Your instructions: Copy out the whole post below about narration in the Charlotte Mason method, word for word, with nothing changed or left out.

Text provided:
I love the simplicity and the amazing results I have read about it with the method of narration. Could it be that it is so simple? Could it be that there is really no need for the fast paced, high glossed images, kid friendly type hype materials that are on the market today? Could it be that narration really feeds the mind the ideas it needs? Could Charlotte be right again?
I believe so.
This coming fall I plan to add narrations to our lessons regularly and with purpose. I plan to make it more central, and use it steadily until the boys really are getting it. I have loved this aspect of Charlotte Mason’s method for education ever since I read about it 4 years ago, but then of course my twins were only a year old and my oldest was 3. One can’t really try it out just yet. As the boys grew I have dabbled with it, oft and on giving it a try here and there. My oldest who is 7 years old typifies the little boy who just can not see the reason to repeat again what we just read. Mommy don’t you know it? It hasn’t made sense to him yet. My twins, who are 5 this year, took to it right away. TJ can repeat whole phrases from the passage, and Zak dives right in with added embellishments from his own imagination, just for fun he says. However, Charlotte says to wait to make it regular in your education until age six. The twins will be six this summer, so next year we can begin full on.

Items:
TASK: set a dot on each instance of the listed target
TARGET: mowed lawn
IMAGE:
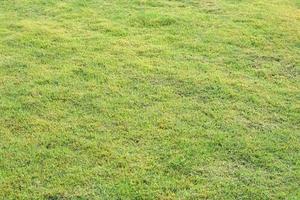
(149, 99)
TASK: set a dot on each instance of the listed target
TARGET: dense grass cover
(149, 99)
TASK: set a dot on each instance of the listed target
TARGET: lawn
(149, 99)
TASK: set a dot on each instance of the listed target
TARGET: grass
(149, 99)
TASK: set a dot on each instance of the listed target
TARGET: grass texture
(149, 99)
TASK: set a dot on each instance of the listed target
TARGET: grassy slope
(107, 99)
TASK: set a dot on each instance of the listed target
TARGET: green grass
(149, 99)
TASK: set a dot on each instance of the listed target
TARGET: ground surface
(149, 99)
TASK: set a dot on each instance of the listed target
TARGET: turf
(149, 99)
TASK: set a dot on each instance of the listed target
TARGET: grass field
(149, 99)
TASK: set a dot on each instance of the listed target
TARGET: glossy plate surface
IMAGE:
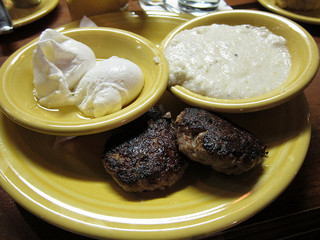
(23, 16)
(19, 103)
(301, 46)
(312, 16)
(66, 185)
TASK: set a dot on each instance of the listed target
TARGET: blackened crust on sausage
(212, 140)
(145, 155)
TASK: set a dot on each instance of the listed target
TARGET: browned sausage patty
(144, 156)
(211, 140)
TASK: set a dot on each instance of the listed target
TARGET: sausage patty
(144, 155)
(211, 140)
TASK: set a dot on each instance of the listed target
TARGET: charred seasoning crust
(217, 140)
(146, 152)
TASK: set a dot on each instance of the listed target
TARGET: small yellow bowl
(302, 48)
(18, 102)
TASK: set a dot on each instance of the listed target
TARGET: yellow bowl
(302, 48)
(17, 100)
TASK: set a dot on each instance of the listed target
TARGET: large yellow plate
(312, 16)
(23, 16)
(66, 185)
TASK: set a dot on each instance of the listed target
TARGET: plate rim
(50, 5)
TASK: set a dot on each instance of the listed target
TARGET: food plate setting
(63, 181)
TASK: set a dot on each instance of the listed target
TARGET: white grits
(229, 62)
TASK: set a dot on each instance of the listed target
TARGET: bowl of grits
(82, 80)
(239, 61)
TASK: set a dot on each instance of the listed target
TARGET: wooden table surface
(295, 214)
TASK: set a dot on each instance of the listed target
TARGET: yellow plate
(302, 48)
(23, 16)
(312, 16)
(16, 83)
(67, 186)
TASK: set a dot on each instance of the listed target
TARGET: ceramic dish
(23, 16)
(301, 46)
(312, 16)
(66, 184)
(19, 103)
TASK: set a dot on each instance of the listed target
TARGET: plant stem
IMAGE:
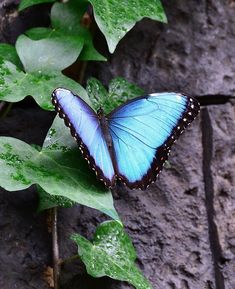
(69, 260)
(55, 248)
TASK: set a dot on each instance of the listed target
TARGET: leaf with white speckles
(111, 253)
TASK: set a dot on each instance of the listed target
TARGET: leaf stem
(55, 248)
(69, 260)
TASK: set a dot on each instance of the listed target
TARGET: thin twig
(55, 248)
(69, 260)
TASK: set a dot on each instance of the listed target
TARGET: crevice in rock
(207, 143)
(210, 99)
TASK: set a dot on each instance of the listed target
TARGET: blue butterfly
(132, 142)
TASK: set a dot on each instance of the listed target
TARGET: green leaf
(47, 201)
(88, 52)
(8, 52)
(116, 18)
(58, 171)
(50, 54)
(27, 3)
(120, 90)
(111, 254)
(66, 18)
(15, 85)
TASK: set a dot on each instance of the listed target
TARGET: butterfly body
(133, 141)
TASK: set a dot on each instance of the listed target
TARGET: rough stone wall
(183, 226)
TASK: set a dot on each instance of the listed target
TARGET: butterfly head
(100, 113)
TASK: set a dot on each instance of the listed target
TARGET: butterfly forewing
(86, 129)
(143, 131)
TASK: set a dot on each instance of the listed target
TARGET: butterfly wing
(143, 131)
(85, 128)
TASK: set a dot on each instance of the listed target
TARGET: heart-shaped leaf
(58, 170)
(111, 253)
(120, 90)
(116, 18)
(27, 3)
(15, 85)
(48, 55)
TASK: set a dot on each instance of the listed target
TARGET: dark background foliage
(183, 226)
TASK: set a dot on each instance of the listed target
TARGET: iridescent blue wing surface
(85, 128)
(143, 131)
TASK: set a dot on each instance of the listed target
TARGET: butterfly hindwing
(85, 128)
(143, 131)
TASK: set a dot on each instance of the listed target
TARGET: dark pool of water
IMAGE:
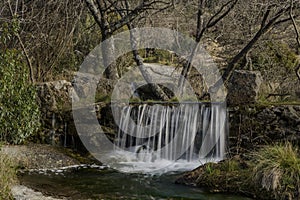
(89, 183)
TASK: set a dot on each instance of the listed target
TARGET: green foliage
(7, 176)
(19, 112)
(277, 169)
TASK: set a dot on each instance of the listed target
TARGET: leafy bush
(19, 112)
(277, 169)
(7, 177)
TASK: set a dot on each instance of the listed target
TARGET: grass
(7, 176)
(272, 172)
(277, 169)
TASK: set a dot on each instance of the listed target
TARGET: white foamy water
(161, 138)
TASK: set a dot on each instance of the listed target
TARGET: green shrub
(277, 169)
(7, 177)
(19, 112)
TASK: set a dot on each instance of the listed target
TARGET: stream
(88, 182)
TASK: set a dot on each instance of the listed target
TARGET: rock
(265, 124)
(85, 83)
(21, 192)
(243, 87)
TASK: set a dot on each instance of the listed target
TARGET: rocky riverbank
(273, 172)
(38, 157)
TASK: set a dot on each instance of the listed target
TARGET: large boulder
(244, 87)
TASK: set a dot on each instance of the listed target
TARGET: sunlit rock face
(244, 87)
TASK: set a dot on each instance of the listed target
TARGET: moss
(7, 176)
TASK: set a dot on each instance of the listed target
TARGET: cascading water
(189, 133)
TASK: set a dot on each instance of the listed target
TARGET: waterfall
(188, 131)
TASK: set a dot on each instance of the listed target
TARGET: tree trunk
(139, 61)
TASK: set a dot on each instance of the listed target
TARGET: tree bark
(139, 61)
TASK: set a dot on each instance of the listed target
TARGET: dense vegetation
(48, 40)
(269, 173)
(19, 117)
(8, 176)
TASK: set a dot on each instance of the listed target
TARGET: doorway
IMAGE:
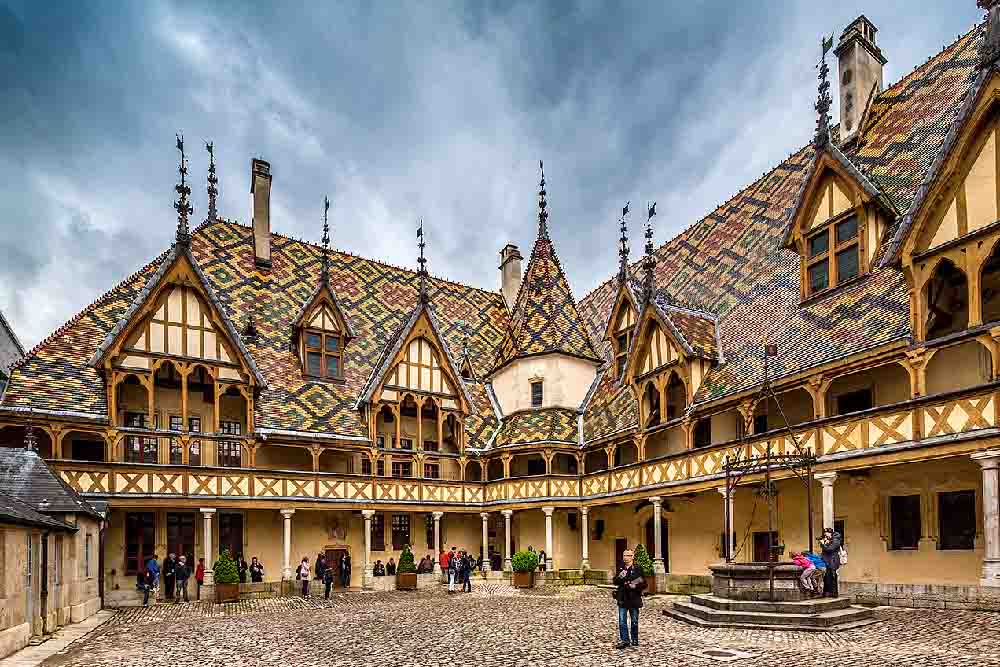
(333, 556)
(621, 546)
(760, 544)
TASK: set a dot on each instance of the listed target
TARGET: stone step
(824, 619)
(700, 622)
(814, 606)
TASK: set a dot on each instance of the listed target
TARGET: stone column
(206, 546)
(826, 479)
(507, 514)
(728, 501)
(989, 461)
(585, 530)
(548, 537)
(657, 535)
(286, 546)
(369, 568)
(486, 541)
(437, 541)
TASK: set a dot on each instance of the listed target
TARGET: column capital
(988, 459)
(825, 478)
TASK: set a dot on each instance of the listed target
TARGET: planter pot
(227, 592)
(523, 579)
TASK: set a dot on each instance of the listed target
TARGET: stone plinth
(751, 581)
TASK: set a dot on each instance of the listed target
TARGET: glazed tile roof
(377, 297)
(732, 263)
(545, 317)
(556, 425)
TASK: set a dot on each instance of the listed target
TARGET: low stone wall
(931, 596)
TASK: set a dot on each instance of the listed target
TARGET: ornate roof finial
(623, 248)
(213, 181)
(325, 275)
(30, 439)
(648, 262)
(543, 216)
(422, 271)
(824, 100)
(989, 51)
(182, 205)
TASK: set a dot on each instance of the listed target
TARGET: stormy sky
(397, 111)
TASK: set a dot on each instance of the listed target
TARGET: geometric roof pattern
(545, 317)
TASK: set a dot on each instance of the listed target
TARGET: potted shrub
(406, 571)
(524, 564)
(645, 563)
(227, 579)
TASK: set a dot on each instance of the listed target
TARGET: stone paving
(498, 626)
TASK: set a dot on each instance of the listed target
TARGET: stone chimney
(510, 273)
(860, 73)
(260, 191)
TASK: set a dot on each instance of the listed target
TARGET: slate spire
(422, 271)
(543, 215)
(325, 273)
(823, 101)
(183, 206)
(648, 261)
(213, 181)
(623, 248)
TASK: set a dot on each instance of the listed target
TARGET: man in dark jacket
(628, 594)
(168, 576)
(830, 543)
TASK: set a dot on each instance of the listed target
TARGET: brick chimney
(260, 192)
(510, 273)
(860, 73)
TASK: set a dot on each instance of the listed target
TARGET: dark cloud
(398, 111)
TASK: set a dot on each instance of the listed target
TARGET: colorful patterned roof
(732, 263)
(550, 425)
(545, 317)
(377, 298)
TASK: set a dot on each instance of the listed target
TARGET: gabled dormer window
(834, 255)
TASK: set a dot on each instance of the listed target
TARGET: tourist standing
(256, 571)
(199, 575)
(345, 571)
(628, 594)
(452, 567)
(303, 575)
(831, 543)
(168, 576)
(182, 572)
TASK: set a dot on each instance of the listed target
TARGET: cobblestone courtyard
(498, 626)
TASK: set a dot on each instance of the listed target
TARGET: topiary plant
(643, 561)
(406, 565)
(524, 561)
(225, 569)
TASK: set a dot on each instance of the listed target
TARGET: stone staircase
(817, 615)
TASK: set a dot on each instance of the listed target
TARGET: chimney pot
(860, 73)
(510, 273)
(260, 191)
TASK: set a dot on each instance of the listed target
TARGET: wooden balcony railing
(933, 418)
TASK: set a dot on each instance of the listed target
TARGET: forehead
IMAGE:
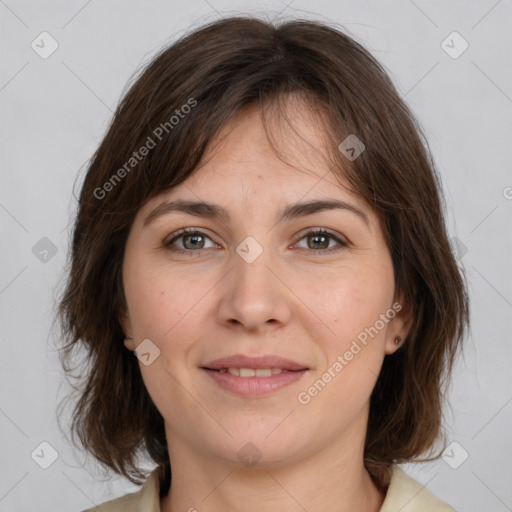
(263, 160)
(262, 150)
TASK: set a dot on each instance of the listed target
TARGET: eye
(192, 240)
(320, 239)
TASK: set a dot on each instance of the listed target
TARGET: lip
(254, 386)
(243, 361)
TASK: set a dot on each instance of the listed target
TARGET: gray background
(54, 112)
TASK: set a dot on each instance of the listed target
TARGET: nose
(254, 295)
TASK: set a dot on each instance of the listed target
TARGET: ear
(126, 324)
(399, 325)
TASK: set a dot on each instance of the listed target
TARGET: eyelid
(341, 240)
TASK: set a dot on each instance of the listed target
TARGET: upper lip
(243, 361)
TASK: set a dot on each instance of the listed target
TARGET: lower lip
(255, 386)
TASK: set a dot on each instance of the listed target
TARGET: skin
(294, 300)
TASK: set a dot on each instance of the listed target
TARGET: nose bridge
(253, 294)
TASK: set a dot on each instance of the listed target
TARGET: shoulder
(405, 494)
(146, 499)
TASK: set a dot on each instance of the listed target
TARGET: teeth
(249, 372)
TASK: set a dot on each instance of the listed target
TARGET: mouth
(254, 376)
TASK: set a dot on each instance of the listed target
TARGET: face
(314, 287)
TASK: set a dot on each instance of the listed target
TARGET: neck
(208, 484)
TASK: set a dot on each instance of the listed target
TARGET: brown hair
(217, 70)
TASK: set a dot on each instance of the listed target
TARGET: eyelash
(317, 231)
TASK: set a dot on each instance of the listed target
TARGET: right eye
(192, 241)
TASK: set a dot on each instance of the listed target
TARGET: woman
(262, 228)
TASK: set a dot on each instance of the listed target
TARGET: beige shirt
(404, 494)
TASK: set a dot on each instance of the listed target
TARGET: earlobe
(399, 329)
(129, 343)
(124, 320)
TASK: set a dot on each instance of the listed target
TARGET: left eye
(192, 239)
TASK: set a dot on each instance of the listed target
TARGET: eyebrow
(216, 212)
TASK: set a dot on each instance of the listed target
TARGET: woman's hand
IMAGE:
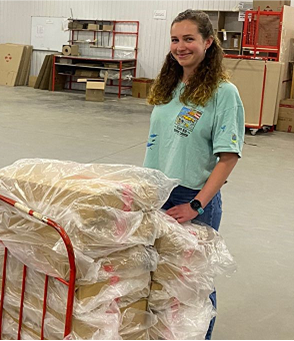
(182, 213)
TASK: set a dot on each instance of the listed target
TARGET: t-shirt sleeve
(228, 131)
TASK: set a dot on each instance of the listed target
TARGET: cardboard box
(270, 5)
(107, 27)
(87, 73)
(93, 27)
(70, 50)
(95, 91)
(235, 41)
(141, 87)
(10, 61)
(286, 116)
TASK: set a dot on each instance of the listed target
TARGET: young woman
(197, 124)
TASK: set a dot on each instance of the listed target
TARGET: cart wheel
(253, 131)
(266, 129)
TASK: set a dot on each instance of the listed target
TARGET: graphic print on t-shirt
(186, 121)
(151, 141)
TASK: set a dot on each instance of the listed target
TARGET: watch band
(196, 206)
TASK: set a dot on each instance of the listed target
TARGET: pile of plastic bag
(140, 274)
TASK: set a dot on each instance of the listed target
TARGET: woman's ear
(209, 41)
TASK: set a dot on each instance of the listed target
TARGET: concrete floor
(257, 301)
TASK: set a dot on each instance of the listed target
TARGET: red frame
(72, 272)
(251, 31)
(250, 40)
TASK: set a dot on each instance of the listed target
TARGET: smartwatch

Answer below:
I love the simplicity and the amazing results I have read about it with the method of narration. Could it be that it is so simple? Could it be that there is really no need for the fast paced, high glossed images, kid friendly type hype materials that are on the market today? Could it be that narration really feeds the mind the ideas it needs? Could Charlotte be right again?
I believe so.
This coming fall I plan to add narrations to our lessons regularly and with purpose. I plan to make it more central, and use it steadily until the boys really are getting it. I have loved this aspect of Charlotte Mason’s method for education ever since I read about it 4 years ago, but then of course my twins were only a year old and my oldest was 3. One can’t really try it out just yet. As the boys grew I have dabbled with it, oft and on giving it a try here and there. My oldest who is 7 years old typifies the little boy who just can not see the reason to repeat again what we just read. Mommy don’t you know it? It hasn’t made sense to him yet. My twins, who are 5 this year, took to it right away. TJ can repeat whole phrases from the passage, and Zak dives right in with added embellishments from his own imagination, just for fun he says. However, Charlotte says to wait to make it regular in your education until age six. The twins will be six this summer, so next year we can begin full on.